:: TRECHO DE ORIGEM ::
══════════════════════════════

Nenhum sistema de ensino no mundo melhora se não aprimorar a formação e a profissionalização da carreira docente. Essa quarta prioridade capta o elemento mais central da política educacional, pois o caso brasileiro é caracterizado pela baixa qualidade da formação inicial de professores, pela falta de mecanismos mais efetivos para atrair e reter jovens talentosos na profissão, pela precariedade das escolas como ambiente de trabalho e pela escassez de incentivos que reforcem, continuamente, o desenvolvimento profissional, tanto para motivar como para responsabilizar os docentes. Em resumo, precisamos de professores qualificados continuamente, motivados e cobrados pela comunidade para que alcancem sua principal e mais nobre tarefa: o aprendizado de todos os alunos.

══════════════════════════════

:: PEDIDO DADO ::
Liste todas as características que, segundo o trecho, marcam o caso brasileiro. Os registros são um material à parte, sem ligação com o trecho.

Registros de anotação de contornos
══════════════════════════════

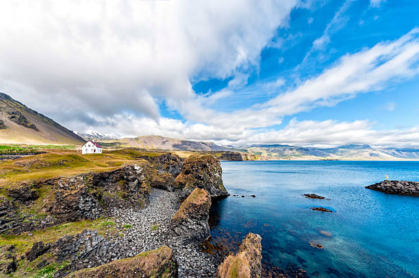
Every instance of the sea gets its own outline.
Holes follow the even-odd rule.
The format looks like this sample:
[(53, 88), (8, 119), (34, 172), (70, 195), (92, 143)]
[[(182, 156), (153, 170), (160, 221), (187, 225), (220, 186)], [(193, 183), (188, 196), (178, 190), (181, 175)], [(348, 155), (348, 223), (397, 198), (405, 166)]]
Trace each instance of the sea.
[[(419, 162), (250, 161), (221, 166), (231, 196), (213, 202), (211, 234), (228, 251), (237, 251), (252, 232), (262, 238), (264, 267), (301, 268), (309, 277), (419, 277), (419, 197), (365, 188), (386, 174), (392, 180), (419, 181)], [(326, 199), (307, 199), (306, 193)]]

══════════════════════════════

:: RESPOSTA ::
- Baixa qualidade da formação inicial de professores
- Falta de mecanismos mais efetivos para atrair e reter jovens talentosos na profissão
- Precariedade das escolas como ambiente de trabalho
- Escassez de incentivos que reforcem, continuamente, o desenvolvimento profissional